DESCRIPTION OF THE TASK
Lay out the lines below, from the line containing "of the coastal" up to and including the line containing "x=105, y=165", as a Markdown table with the columns Number and Line, leaving out any blank lines.

PROVIDED INFORMATION
--- start ---

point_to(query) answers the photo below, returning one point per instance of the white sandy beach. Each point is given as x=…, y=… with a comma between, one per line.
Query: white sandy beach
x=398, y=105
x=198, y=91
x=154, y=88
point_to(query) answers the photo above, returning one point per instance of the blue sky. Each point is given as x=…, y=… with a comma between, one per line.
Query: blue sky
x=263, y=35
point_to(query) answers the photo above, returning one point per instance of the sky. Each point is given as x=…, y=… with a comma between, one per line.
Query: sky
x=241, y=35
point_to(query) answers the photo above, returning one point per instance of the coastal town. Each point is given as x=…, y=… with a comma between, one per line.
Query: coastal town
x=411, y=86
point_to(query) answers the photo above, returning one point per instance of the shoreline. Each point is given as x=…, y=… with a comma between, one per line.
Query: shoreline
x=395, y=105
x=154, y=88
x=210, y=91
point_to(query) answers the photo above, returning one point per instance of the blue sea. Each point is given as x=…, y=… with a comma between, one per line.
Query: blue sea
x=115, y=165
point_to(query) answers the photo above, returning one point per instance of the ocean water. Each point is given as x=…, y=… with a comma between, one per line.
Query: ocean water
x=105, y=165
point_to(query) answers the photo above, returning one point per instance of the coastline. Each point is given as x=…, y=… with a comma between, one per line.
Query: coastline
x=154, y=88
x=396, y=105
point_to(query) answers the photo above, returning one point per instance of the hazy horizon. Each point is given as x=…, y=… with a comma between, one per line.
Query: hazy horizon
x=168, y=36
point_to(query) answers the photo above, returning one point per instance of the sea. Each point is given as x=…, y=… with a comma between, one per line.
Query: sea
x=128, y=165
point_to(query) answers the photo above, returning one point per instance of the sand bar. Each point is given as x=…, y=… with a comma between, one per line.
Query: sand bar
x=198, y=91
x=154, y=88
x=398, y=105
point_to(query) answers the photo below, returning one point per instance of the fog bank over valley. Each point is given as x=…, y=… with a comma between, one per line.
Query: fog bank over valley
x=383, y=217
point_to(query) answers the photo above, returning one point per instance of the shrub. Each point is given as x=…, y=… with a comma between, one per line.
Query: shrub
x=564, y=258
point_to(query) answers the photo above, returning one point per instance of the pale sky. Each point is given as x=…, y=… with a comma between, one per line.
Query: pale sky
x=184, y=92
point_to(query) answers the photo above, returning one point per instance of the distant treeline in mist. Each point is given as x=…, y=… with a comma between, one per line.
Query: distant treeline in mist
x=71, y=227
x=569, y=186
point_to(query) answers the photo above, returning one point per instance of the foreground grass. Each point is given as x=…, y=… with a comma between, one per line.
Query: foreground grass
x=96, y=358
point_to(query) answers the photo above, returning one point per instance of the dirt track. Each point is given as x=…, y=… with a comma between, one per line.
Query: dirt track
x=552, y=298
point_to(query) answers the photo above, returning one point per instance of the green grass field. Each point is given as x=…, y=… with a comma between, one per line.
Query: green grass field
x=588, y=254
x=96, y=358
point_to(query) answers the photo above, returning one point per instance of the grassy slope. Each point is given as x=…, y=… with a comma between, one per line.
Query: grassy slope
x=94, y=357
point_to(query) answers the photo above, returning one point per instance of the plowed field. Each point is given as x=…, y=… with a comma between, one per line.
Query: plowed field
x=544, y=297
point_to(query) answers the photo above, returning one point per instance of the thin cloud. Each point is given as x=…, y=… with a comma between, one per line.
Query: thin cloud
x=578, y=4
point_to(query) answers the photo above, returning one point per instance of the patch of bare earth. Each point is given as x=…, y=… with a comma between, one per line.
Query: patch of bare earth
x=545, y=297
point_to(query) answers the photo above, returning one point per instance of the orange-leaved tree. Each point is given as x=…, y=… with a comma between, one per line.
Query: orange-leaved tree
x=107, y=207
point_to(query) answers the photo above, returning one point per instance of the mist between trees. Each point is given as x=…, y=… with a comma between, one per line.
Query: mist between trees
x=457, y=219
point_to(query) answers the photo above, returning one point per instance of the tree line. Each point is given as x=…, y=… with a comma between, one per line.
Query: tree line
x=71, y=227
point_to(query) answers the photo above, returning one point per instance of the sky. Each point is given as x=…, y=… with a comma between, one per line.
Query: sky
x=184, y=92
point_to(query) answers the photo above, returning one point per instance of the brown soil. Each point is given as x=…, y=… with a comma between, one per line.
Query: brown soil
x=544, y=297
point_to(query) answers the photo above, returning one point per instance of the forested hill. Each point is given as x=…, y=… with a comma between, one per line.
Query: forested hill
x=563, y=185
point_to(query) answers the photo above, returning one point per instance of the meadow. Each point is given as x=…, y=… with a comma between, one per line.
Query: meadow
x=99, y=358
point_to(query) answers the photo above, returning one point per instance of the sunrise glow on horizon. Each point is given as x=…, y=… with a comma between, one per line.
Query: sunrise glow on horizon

--- end ---

EXERCISE RESPONSE
| Number | Line |
|---|---|
| 1 | point_to(query) answers the photo above, returning one point per instance of the coastal town. Each point is given as x=…, y=… with a comma between, one per line. |
| 2 | Query: coastal town |
| 3 | x=411, y=86 |
| 4 | point_to(query) answers the photo above, returning one point per instance of the shoreline. Each point is given as x=…, y=… with a comma between, one per line. |
| 5 | Query: shoreline |
| 6 | x=395, y=105 |
| 7 | x=154, y=88 |
| 8 | x=210, y=91 |
| 9 | point_to(query) answers the photo above, returning one point per instance of the blue sea. Each point is given as x=…, y=… with a comma between, one per line. |
| 10 | Query: blue sea |
| 11 | x=115, y=165 |
| 12 | point_to(query) answers the photo above, returning one point per instance of the ocean water. Each point is given as x=…, y=… with a comma between, one per line. |
| 13 | Query: ocean water |
| 14 | x=105, y=165 |